* DIRECTIONS:
Every entry that follows must be written out exactly, apart from its pictures.

* INPUT DATA:
◇ ◇ ◇

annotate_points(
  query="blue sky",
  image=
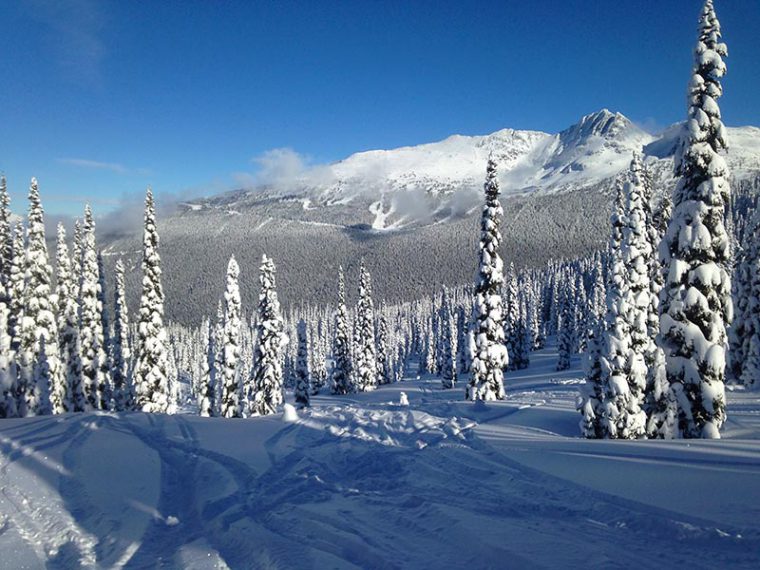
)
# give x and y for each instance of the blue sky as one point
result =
(102, 98)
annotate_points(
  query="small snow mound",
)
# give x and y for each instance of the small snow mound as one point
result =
(289, 414)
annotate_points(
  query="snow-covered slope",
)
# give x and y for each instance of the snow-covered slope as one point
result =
(392, 189)
(363, 482)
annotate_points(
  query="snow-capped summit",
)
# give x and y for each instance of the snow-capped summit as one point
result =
(390, 189)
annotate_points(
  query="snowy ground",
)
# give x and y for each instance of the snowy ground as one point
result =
(362, 482)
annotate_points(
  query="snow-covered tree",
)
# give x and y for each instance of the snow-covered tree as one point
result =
(627, 340)
(150, 375)
(38, 324)
(566, 332)
(267, 371)
(366, 357)
(120, 351)
(384, 373)
(447, 343)
(68, 335)
(695, 301)
(231, 404)
(208, 404)
(95, 382)
(303, 376)
(489, 358)
(341, 370)
(16, 288)
(511, 316)
(8, 404)
(6, 239)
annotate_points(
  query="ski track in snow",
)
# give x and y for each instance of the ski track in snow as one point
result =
(362, 482)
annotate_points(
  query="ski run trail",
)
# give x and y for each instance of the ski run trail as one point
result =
(362, 481)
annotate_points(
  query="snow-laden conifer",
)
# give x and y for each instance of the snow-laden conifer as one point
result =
(150, 375)
(489, 358)
(38, 324)
(61, 397)
(366, 357)
(16, 287)
(267, 370)
(511, 316)
(341, 349)
(94, 379)
(627, 341)
(696, 301)
(6, 239)
(303, 376)
(120, 350)
(208, 399)
(8, 404)
(384, 373)
(231, 404)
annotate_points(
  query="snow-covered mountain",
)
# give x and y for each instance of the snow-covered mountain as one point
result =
(392, 189)
(411, 213)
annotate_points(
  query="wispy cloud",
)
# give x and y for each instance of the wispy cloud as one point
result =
(76, 32)
(98, 165)
(94, 164)
(282, 169)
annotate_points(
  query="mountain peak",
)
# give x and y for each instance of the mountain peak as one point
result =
(604, 123)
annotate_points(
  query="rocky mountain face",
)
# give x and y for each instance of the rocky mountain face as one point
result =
(412, 213)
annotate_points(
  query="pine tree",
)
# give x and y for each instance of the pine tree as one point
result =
(94, 380)
(566, 331)
(105, 364)
(16, 289)
(366, 357)
(303, 377)
(8, 388)
(150, 375)
(488, 351)
(208, 398)
(627, 340)
(341, 371)
(38, 326)
(122, 387)
(231, 404)
(696, 303)
(6, 240)
(447, 345)
(383, 358)
(267, 371)
(61, 394)
(511, 332)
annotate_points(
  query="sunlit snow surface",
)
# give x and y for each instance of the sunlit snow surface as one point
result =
(364, 482)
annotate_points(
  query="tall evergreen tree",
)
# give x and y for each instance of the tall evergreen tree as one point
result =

◇ ◇ ◇

* SOLUTION BELOW:
annotate_points(
  query="blue sky",
  image=
)
# give x and y for each instance of the blue sky as one point
result =
(102, 98)
annotate_points(
  query="small snow mound",
)
# give x and y for each instance of the small snow mound as one point
result =
(289, 414)
annotate_points(
  query="snow-covered slope",
)
# give x and y for each instance of the snow-covered slope as one point
result =
(392, 189)
(363, 482)
annotate_points(
  query="snow-capped summit",
)
# give x and y for each instance of the snow-capped summit as one point
result =
(390, 189)
annotate_points(
  query="snowy ground",
)
# give x and y for each instance of the snowy ground as one point
result =
(362, 482)
annotate_points(
  query="snow-covered tree",
)
# give x and y for each instance of the snow-covered tree as one point
result =
(627, 340)
(150, 375)
(38, 324)
(566, 332)
(267, 371)
(366, 357)
(120, 351)
(384, 373)
(447, 343)
(68, 335)
(695, 301)
(231, 404)
(208, 404)
(95, 382)
(303, 376)
(489, 358)
(341, 370)
(16, 288)
(511, 316)
(8, 404)
(6, 239)
annotate_points(
  query="ski track in snow",
)
# give x and y for each instance of the ski track in snow as one point
result =
(362, 482)
annotate_points(
  query="ski run trail",
)
# give x and y for each instance of the ski run trail as one point
result =
(362, 481)
annotate_points(
  query="snow-laden conifer",
)
# give x and y for each instance of the snow-laden conifer as one point
result =
(150, 375)
(489, 358)
(38, 324)
(61, 397)
(366, 357)
(16, 287)
(267, 370)
(511, 316)
(341, 349)
(94, 379)
(627, 341)
(696, 301)
(6, 239)
(303, 376)
(120, 350)
(208, 399)
(8, 404)
(384, 373)
(231, 404)
annotate_points(
  query="snow-covered mountain",
)
# give x and y for each instance of the snow-covered mountain as one point
result =
(392, 189)
(411, 213)
annotate_points(
  query="wispy cloud",
)
# give x and y for each instance of the wispy cloud as one point
result =
(76, 32)
(98, 165)
(94, 164)
(282, 169)
annotate_points(
  query="mountain peak",
)
# give x and y for each instance of the mountain peak as one point
result =
(604, 123)
annotate_points(
  query="rocky mountain face",
)
# give x and y for each instance of the rocky mountain face as one point
result =
(412, 213)
annotate_points(
  query="pine tree",
)
# give x and y for each instance of the pine tree as one point
result =
(94, 380)
(566, 331)
(105, 364)
(16, 289)
(366, 357)
(303, 377)
(8, 388)
(150, 375)
(488, 351)
(208, 398)
(627, 340)
(341, 371)
(38, 326)
(122, 387)
(231, 404)
(696, 303)
(6, 240)
(447, 345)
(383, 358)
(267, 371)
(61, 394)
(511, 332)
annotate_points(
  query="sunlit snow surface",
)
# give x and y for each instance of the sunlit snow surface as one point
result =
(364, 482)
annotate_points(
  query="tall evergreen tree",
)
# give x and y for each instance of the tall evergreen tree as one point
result =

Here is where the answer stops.